Tasks to perform:
• A. Transcribe the article on Africa University's aid to Cyclone Idai survivors from "He added that" to "given special attention.".
• B. Go on with the news story about Africa University and the Cyclone Idai survivors, starting after its final sentence.

Given passage:
----------------
Africa University has pledged to continue supporting Cyclone Idai survivors by providing expertise in different areas that include psychosocio services, health, information, communication and technology (ICT) and research so as to assist the affected to re-integrate into society.

The university’s Vice Chancellor, Professor Munashe Furusa said the cyclone survivors need more than food and clothing as they went through a traumatic experience that would require one to go through counselling and spiritual guidance to help them to come to terms with what transpired.

He added that his institution is prepared to continue offering more than just food and clothes to the survivors.

“What happened to the Chimanimani and Chipinge communities is not easy to accept. These people will have to undergo serious therapy and as an institution, we are offering our trained psychologists and pastors to help the survivors with psychosocio care. More so, we have come up with committees that will help the government with research, and sourcing for more aid,” said Professor Furusa.

“We have also identified Rusitu as an area we want to adopt in terms of ensuring that they get all the help they need because we lost members of our church in those areas,” he added.

Manicaland Minister of State, Dr Ellen Gwaradzimba thanked Africa University for thinking beyond food aid and noted that psychosocio support was a critical area that had to be given special attention.
----------------
Given information:

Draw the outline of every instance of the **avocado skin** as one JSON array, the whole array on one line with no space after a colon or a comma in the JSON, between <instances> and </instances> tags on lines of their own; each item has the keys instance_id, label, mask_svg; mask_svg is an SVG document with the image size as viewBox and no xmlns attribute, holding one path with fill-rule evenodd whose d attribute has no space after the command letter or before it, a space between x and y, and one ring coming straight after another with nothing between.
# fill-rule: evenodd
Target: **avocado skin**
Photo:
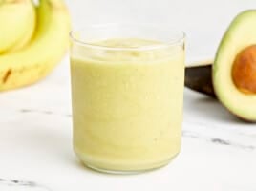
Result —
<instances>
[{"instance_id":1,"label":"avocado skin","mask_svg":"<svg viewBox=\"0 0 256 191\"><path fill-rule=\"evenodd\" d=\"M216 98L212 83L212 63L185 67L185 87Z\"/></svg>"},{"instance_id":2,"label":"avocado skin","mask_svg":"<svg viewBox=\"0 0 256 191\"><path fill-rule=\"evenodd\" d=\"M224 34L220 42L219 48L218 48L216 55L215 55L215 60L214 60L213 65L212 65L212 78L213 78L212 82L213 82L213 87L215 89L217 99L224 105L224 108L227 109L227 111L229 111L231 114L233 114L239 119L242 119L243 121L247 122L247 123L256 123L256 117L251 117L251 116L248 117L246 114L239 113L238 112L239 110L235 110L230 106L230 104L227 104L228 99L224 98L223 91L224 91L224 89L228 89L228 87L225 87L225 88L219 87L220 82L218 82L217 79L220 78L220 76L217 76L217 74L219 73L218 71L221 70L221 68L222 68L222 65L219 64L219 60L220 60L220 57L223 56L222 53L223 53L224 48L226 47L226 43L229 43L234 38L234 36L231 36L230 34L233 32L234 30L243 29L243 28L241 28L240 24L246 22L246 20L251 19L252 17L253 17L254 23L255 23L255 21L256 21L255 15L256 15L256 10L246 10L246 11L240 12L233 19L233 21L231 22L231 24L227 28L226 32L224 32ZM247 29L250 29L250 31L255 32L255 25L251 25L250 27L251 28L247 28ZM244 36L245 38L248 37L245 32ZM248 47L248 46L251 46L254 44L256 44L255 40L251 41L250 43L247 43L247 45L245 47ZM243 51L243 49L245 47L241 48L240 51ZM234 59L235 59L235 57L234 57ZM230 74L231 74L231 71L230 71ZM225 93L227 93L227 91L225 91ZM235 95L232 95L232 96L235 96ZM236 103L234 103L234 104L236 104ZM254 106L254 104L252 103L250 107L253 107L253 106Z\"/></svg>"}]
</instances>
----------------
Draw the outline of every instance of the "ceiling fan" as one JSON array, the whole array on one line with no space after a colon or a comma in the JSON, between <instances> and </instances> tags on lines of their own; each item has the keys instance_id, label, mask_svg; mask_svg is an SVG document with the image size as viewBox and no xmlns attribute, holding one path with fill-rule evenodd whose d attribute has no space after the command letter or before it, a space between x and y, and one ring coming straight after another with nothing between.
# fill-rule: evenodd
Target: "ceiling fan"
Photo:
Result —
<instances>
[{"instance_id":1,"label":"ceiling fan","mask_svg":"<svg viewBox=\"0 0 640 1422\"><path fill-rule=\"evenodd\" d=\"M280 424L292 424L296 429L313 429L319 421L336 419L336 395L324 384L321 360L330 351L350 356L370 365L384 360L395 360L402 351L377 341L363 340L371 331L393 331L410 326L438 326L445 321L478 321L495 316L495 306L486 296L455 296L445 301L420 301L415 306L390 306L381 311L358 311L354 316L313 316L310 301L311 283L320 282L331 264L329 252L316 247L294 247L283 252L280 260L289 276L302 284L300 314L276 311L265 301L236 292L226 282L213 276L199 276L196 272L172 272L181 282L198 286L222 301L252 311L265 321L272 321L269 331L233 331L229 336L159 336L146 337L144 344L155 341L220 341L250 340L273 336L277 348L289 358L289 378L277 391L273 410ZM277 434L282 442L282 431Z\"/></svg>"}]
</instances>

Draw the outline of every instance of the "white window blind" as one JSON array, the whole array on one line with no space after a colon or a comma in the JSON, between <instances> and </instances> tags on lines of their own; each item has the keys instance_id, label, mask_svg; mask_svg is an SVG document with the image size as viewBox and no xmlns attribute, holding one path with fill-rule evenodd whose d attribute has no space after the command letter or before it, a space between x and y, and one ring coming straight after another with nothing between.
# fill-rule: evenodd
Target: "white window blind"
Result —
----------------
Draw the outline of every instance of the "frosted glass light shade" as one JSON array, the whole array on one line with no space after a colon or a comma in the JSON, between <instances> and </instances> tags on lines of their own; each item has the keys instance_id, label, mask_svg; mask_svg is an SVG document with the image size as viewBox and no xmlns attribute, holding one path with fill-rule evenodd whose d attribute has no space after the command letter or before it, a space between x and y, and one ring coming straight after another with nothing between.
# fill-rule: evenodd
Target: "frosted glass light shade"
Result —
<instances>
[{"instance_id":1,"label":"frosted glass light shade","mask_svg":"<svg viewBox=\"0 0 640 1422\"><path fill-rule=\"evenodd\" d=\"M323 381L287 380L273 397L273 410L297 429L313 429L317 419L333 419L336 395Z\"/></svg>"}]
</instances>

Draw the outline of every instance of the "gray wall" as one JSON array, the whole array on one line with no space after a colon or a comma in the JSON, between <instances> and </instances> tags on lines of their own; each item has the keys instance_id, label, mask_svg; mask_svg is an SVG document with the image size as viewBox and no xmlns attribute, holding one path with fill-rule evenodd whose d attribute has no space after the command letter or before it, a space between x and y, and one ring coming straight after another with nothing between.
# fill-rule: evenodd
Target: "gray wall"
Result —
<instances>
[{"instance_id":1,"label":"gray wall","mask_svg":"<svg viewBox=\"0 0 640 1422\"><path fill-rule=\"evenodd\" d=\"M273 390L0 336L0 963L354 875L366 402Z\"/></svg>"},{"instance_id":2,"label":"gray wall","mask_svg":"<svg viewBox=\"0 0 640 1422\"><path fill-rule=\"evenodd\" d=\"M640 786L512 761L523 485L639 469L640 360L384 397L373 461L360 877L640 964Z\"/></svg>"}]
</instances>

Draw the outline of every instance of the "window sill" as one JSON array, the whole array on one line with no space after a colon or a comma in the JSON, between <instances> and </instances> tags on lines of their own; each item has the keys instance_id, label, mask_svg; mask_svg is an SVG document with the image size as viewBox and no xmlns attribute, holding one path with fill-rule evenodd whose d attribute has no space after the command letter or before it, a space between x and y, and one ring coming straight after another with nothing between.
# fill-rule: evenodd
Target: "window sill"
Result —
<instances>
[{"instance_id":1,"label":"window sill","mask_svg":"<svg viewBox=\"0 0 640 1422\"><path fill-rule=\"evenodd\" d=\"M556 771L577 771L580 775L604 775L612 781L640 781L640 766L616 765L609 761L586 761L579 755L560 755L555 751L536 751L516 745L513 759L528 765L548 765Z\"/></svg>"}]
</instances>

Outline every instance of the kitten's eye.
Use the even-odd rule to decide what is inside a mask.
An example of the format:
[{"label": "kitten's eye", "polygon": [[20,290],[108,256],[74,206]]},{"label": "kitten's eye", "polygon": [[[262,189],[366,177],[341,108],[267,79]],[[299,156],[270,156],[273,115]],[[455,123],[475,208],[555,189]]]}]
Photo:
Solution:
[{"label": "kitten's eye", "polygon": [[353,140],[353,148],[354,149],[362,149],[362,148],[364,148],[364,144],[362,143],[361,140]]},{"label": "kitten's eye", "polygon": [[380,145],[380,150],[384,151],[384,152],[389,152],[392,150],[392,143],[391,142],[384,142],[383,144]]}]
----------------
Answers for the exercise:
• A.
He added that his institution is prepared to continue offering more than just food and clothes to the survivors.

“What happened to the Chimanimani and Chipinge communities is not easy to accept. These people will have to undergo serious therapy and as an institution, we are offering our trained psychologists and pastors to help the survivors with psychosocio care. More so, we have come up with committees that will help the government with research, and sourcing for more aid,” said Professor Furusa.

“We have also identified Rusitu as an area we want to adopt in terms of ensuring that they get all the help they need because we lost members of our church in those areas,” he added.

Manicaland Minister of State, Dr Ellen Gwaradzimba thanked Africa University for thinking beyond food aid and noted that psychosocio support was a critical area that had to be given special attention.

• B.
“I would like to thank you for extending a hand in giving the survivors food and clothing but most of all I would like to thank you for the psychosocio help that you have already started offering the Chimanimani and Chipinge people. What happened to them is not easy to come to terms with, but with such help they can at least find hope. Universities should indeed help the government with research because we cannot just relocate people without carrying out enough investigations of the areas identified for relocation purposes. We are indeed grateful for the services that you have offered to provide as they will go a long way in bringing normalcy to the affected people,” Dr Gwaradzimba said.

The Cyclone Idai tragedy left many homeless, orphans, widows and widowers.

However, hope is not lost as efforts to restore normalcy are underway with a number of bridges and roads that were destroyed having been repaired and the continuous distribution of food and non-food items to survivors.